▶ **Your task**:
Reproduce the data below word for word, leaving every line unchanged.

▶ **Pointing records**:
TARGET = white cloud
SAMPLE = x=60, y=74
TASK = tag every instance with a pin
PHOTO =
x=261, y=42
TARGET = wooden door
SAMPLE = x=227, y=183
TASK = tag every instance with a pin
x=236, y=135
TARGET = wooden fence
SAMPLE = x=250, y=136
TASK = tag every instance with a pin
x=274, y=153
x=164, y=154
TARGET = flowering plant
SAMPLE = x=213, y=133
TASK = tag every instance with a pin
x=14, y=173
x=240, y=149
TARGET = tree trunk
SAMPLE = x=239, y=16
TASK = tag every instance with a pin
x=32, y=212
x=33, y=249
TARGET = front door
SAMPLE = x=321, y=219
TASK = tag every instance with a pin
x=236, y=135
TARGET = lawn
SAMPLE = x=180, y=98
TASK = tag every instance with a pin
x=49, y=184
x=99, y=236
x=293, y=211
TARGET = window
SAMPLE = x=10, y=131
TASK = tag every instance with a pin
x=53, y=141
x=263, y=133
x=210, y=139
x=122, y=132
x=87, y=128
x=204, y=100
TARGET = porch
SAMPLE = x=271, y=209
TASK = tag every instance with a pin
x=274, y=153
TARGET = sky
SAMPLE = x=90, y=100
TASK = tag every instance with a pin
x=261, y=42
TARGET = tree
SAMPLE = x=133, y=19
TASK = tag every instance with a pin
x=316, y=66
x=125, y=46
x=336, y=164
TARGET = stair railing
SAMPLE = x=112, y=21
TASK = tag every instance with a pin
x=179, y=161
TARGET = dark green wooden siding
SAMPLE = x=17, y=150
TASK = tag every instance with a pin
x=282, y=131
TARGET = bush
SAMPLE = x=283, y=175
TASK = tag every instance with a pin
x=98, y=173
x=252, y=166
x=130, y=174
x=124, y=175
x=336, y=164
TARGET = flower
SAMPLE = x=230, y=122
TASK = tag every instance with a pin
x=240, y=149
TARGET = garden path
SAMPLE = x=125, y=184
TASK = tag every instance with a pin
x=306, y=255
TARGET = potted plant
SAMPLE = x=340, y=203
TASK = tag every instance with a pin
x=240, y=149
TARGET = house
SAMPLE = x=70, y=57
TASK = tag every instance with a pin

▶ **Response below**:
TARGET = white cloud
SAMPLE = x=60, y=74
TASK = tag every instance with a pin
PHOTO =
x=261, y=42
TARGET = wooden door
SAMPLE = x=227, y=183
TASK = tag every instance with a pin
x=236, y=135
TARGET = wooden fence
SAMPLE = x=250, y=136
TASK = tag every instance with a pin
x=274, y=153
x=164, y=154
TARGET = flowering plant
SAMPLE = x=213, y=133
TASK = tag every instance with a pin
x=14, y=173
x=240, y=149
TARGET = tree trunk
SAMPLE = x=239, y=16
TASK = tag every instance with a pin
x=32, y=212
x=33, y=249
TARGET = front door
SAMPLE = x=321, y=219
TASK = tag every instance with a pin
x=236, y=135
TARGET = lawn
SAMPLE = x=180, y=98
TASK = tag every instance with a pin
x=49, y=184
x=99, y=236
x=293, y=211
TARGET = window
SAMPLE = x=10, y=131
TASK = tag every instance with a pin
x=53, y=141
x=263, y=133
x=210, y=139
x=122, y=132
x=87, y=128
x=204, y=100
TARGET = porch
SAMPLE = x=271, y=209
TASK = tag every instance with a pin
x=274, y=153
TARGET = sky
SAMPLE = x=90, y=100
TASK = tag every instance with a pin
x=261, y=42
TARGET = tree
SAMPLE = x=133, y=19
TASK = tag every instance with a pin
x=316, y=66
x=125, y=46
x=336, y=164
TARGET = stair railing
SAMPLE = x=112, y=21
TASK = tag every instance with a pin
x=179, y=161
TARGET = dark green wooden siding
SAMPLE = x=17, y=150
TASK = tag every instance with a pin
x=282, y=131
TARGET = bush
SAMPLE = x=283, y=175
TASK = tag every instance with a pin
x=98, y=173
x=252, y=166
x=130, y=174
x=124, y=175
x=336, y=164
TARGET = flower
SAMPLE = x=230, y=122
TASK = tag every instance with a pin
x=240, y=149
TARGET = garden path
SAMPLE = x=125, y=184
TASK = tag every instance with a pin
x=306, y=255
TARGET = potted plant
SAMPLE = x=340, y=203
TASK = tag every instance with a pin
x=240, y=149
TARGET = house
SAMPLE = x=70, y=57
TASK = tag every instance with a pin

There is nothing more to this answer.